── EXCERPT PROVIDED

There was one final problem I noticed with the Multistrada, which is the annoying tendency of the speedometer to display triple-digit speeds, when your seat of the pants speedometer is telling you that you are traveling substantially slower. When it’s in Sport, or even Touring, mode this bike is, as our friends in Boston would say, wicked fast. You expect something more like the BMW R1200GS in performance when you look at the Multistrada. But when you ride it, you notice that you’ve hit 90MPH…and haven’t shifted to 3rd gear yet. 50MPH on the Multistrada seems…painfully slow.
I didn’t take the bike onto a dirt road or fire road, so I can’t speak about its Enduro performance. I suspect the 17″ front wheel would limit its Enduro ability, compared to the BMW GS, with it’s 21″ front wheel. But I can say that for city streets or canyon-carving, Ducati has created a truly enjoyable, versatile motorcycle in the Multistrada. I would be perfectly happy to have this as a replacement for the FJR. This is about the best all-rounder I’ve ever ridden.
So, it seems like Ducati’s claims for the Multistrada’s versatility are not so much hype as…the truth.
The ambient air temperature read 87° as I pressed the starter switch on the blue-on-white Buell 1125R, and prepared myself for the slight possibility of fun.

────
── PROVIDED DATA

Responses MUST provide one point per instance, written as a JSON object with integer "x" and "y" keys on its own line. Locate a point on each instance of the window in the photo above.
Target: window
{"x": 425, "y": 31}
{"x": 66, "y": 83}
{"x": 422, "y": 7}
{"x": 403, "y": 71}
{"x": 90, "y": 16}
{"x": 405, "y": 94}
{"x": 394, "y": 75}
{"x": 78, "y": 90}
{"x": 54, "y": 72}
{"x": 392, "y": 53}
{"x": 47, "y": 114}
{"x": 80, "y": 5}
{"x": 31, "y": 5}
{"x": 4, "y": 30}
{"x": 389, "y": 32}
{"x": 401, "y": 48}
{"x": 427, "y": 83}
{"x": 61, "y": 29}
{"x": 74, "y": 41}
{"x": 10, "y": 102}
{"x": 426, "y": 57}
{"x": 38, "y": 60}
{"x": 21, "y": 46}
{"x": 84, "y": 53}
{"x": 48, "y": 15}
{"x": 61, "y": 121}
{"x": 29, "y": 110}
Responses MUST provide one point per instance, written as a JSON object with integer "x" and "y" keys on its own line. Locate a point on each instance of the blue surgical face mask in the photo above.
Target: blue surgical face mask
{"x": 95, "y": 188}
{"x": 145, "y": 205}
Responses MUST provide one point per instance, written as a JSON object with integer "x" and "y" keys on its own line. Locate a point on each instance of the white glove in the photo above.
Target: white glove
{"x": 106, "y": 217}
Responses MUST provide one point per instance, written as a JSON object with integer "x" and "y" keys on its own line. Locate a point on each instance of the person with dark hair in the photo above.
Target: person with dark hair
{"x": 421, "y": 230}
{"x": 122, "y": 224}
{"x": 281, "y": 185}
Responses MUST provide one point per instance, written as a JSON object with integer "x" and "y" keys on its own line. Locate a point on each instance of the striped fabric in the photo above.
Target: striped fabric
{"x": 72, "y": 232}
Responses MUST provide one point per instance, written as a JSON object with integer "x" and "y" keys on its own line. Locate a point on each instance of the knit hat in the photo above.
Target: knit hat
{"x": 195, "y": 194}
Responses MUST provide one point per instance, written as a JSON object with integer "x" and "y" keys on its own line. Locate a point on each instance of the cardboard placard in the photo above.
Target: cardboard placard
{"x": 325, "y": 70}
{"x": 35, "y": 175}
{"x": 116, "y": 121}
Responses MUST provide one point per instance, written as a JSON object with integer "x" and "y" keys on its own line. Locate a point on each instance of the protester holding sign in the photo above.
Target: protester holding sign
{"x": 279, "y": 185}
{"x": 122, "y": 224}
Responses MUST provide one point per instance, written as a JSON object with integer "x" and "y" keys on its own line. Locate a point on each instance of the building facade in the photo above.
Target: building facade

────

AIM 1 = According to the motorcycle review, what size front wheel does the Multistrada have?
AIM 2 = Print the part of the motorcycle review that opens with the words containing "There was one" and closes with "Multistrada seems…painfully slow.".
AIM 3 = Using the motorcycle review, decide whether each statement agrees with it, answering yes or no and quoting the deciding words: (a) The reviewer tested the Multistrada on a dirt road. (b) The reviewer would be happy to have the Multistrada replace the FJR. (c) The air temperature read 87° when the starter switch on the Buell 1125R was pressed.

FINAL ANSWER 1 = A 17″ front wheel.

FINAL ANSWER 2 =
There was one final problem I noticed with the Multistrada, which is the annoying tendency of the speedometer to display triple-digit speeds, when your seat of the pants speedometer is telling you that you are traveling substantially slower. When it’s in Sport, or even Touring, mode this bike is, as our friends in Boston would say, wicked fast. You expect something more like the BMW R1200GS in performance when you look at the Multistrada. But when you ride it, you notice that you’ve hit 90MPH…and haven’t shifted to 3rd gear yet. 50MPH on the Multistrada seems…painfully slow.

FINAL ANSWER 3 =
(a) No: "I didn’t take the bike onto a dirt road or fire road"
(b) Yes: "I would be perfectly happy to have this as a replacement for the FJR."
(c) Yes: "The ambient air temperature read 87° as I pressed the starter switch on the blue-on-white Buell 1125R"